### SOURCE DOCUMENT
------------

The ultimate mark of a good business or organization (if a not-for-profit) manager is how much of their success is deliberate. Yet I am amazed that so many owners or managers fail to do long term planning at all or fail to make more than a perfunctory attempt at it.

I believe long range planning is essential, yet may limit what they do to preparing a budget for only the next year. Developing a long range plan is one of the most important jobs an owner or manager has, and one that in many cases only they can do. Failure to plan, especially to develop long-range plans, can lead to many serious financial problems that can eventually undermine a business’ viability.

One of the “why it can’t be done” reasons I get is that they feel they cannot project reasonably well for any period longer than a year. One client in particular, who believed in preparing annual budgets, argued strongly that he would never use or trust a 5 year budget because too many variables were involved. He said it would only be a waste of time and undoubtedly be completely wrong.

The client finally did prepare a 5-year budget, primarily to stop me from bugging him about it. What he found out was that his main product line had virtually exhausted its growth capacity. He realized that if he did not begin to develop other areas, his business would run into a dead end. He then thanked me immensely.

------------

### MATERIAL
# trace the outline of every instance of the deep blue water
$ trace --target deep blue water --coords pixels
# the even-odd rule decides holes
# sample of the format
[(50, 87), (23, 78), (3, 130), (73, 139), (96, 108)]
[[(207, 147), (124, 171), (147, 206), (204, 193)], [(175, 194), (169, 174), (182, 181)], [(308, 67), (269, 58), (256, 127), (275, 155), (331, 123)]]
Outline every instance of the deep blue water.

------------

### WHAT IS ASKED
In the passage on long-range business planning above, write out word for word the part that opens with the words "I believe long" and closes with "a business’ viability.".

### TASK ANSWER
I believe long range planning is essential, yet may limit what they do to preparing a budget for only the next year. Developing a long range plan is one of the most important jobs an owner or manager has, and one that in many cases only they can do. Failure to plan, especially to develop long-range plans, can lead to many serious financial problems that can eventually undermine a business’ viability.